- RECORD SET
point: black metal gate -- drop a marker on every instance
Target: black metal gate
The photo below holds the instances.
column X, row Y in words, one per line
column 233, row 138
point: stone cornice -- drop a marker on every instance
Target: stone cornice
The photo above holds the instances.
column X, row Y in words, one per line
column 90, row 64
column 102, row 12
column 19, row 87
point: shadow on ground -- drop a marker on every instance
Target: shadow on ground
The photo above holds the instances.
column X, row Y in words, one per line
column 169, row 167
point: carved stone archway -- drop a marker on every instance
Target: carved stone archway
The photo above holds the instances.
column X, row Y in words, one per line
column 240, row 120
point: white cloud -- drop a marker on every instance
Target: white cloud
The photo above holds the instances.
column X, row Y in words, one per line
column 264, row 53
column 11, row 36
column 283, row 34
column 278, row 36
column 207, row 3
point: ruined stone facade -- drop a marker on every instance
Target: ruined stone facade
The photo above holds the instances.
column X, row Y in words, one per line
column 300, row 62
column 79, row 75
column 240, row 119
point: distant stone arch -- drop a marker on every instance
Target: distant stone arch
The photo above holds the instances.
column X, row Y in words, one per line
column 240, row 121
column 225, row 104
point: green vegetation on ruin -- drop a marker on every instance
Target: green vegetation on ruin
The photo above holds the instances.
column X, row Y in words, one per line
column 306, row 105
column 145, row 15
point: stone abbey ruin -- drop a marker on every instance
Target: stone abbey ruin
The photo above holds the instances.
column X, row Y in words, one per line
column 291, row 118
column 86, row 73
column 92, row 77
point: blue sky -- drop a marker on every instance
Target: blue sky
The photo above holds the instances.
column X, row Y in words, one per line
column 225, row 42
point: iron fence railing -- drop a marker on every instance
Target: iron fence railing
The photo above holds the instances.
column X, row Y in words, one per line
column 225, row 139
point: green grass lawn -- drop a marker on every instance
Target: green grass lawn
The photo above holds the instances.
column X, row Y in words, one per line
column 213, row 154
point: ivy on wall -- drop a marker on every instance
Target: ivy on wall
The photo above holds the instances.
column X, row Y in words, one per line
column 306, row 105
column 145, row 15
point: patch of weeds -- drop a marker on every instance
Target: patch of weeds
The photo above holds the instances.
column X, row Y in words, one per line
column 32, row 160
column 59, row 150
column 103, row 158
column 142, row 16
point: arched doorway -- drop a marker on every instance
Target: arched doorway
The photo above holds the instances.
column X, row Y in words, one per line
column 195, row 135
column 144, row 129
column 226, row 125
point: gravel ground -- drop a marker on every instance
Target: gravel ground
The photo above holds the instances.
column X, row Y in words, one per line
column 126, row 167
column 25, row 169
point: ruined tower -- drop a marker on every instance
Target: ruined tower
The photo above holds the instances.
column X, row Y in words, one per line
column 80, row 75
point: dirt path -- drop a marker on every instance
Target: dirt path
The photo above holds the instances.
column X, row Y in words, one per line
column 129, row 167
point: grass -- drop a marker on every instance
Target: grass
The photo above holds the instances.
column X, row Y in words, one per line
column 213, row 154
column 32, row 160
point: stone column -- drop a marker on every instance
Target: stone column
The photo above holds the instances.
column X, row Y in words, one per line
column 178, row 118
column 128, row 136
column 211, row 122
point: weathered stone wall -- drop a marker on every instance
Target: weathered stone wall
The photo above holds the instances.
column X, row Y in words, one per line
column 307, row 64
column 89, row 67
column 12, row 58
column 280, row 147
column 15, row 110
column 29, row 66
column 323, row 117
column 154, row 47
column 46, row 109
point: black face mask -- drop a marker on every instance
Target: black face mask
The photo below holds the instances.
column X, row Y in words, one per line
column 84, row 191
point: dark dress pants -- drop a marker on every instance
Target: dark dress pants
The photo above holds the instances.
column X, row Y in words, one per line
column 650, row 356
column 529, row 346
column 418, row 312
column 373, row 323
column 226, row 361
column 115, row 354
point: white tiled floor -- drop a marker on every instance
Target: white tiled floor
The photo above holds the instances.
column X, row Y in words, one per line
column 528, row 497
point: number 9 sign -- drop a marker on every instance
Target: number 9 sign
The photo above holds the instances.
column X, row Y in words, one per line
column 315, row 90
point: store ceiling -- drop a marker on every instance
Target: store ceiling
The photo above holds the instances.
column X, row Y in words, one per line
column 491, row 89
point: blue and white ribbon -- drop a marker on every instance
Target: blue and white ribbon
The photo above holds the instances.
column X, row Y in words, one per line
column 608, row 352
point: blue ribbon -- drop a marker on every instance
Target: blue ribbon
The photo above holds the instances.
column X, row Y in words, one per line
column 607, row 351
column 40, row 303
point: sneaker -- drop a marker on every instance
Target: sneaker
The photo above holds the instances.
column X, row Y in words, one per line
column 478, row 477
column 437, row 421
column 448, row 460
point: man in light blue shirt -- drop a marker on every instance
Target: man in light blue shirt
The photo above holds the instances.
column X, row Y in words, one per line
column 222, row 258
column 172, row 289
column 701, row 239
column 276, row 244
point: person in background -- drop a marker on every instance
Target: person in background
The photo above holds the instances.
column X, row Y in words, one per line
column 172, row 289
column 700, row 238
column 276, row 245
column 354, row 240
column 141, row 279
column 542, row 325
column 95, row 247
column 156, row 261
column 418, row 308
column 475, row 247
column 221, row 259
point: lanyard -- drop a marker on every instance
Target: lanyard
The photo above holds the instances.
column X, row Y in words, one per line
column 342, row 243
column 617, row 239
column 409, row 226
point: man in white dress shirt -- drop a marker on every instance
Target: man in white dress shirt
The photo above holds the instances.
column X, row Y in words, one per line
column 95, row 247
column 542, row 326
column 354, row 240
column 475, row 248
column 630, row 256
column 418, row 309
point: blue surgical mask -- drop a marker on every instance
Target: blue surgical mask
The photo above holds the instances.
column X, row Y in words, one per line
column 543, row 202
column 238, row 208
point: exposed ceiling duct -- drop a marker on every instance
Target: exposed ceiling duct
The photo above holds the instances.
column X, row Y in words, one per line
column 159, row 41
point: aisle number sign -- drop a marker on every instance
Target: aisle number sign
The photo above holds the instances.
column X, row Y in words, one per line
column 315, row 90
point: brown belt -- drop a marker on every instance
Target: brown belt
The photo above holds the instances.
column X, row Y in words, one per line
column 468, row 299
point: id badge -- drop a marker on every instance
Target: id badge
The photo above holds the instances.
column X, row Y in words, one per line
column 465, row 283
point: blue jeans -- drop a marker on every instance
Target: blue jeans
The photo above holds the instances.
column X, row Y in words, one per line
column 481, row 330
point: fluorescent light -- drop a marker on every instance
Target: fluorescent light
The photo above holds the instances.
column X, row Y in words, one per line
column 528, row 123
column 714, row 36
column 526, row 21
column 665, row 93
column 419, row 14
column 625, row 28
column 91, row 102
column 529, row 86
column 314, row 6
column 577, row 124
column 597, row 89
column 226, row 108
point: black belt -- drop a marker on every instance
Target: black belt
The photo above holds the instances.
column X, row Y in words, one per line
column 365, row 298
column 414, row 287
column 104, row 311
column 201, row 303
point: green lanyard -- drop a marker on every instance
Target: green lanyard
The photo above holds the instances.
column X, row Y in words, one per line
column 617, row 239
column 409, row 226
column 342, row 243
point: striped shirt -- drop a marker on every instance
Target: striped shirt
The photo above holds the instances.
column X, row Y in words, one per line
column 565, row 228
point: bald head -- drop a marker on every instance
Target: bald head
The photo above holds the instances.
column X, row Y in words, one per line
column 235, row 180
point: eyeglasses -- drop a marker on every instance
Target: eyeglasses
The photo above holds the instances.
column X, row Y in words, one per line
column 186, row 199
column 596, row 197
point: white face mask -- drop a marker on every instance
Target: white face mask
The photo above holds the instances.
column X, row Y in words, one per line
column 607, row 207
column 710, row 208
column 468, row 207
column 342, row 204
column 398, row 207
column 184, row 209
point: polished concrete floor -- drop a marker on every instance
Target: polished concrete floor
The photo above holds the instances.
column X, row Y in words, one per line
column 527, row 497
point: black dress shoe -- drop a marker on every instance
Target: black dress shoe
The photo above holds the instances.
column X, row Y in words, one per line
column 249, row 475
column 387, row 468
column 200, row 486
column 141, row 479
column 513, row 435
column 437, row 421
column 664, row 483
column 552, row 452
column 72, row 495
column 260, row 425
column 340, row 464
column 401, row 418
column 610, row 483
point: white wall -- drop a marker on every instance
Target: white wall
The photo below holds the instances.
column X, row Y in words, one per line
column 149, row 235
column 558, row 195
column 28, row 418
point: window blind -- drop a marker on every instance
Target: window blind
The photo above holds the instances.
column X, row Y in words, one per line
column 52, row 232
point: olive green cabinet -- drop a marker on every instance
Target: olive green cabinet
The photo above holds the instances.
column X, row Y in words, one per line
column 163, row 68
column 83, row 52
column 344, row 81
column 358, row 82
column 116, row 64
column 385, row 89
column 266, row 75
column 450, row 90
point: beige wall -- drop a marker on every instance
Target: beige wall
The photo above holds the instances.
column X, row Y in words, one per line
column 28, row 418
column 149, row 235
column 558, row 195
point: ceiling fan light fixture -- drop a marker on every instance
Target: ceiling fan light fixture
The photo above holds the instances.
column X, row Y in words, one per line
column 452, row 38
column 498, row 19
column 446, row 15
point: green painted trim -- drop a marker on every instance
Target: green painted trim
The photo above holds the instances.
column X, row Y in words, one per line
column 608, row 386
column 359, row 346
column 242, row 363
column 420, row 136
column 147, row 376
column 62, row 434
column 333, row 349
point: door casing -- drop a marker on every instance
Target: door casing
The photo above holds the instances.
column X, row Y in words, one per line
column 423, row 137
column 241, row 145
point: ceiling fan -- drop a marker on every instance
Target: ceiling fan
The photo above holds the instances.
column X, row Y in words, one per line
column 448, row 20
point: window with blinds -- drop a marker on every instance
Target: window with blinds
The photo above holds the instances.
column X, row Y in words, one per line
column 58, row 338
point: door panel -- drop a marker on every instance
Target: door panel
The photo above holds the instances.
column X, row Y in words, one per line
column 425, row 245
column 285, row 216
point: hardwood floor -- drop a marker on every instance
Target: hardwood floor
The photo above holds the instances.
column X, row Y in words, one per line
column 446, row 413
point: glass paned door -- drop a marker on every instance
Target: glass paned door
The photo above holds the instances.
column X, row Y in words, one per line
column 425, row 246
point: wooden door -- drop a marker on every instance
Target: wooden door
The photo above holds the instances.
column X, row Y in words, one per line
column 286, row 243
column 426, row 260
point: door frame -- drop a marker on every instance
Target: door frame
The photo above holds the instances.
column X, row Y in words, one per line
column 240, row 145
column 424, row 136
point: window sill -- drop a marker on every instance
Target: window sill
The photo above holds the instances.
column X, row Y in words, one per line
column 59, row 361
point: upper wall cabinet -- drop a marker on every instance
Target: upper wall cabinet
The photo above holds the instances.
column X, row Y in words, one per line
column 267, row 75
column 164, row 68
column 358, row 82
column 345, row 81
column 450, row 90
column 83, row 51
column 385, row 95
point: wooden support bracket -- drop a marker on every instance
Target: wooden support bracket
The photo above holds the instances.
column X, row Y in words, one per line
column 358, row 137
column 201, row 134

- REQUIREMENT
Looking at the entries above, can you reproduce exactly the lines from the one that holds "point: exposed ceiling" through the one that holds "Target: aisle number sign", and only those?

- SOLUTION FOR THIS EXERCISE
point: exposed ceiling duct -- drop a marker on every instance
Target: exposed ceiling duct
The photo above holds the instances.
column X, row Y in words, one per line
column 159, row 41
point: aisle number sign -- drop a marker on every instance
Target: aisle number sign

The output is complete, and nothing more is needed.